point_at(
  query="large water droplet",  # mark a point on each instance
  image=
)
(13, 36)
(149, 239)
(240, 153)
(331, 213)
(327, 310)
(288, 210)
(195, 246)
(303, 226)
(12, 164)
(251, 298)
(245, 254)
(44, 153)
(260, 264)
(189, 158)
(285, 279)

• • • •

● **AIM OF THE EXERCISE**
Render these lines as a Markdown table with the columns Row and Line, numbering each non-blank line in order and omitting blank ones.

● **REPLY TO THE EXERCISE**
| Row | Line |
|---|---|
| 1 | point_at( |
| 2 |   query="large water droplet",  # mark a point on each instance |
| 3 |   image= |
| 4 | ) |
| 5 | (13, 36) |
| 6 | (149, 239) |
| 7 | (240, 153) |
| 8 | (331, 213) |
| 9 | (327, 310) |
| 10 | (288, 210) |
| 11 | (195, 246) |
| 12 | (303, 226) |
| 13 | (12, 164) |
| 14 | (251, 298) |
| 15 | (245, 254) |
| 16 | (44, 153) |
| 17 | (260, 264) |
| 18 | (189, 158) |
| 19 | (285, 279) |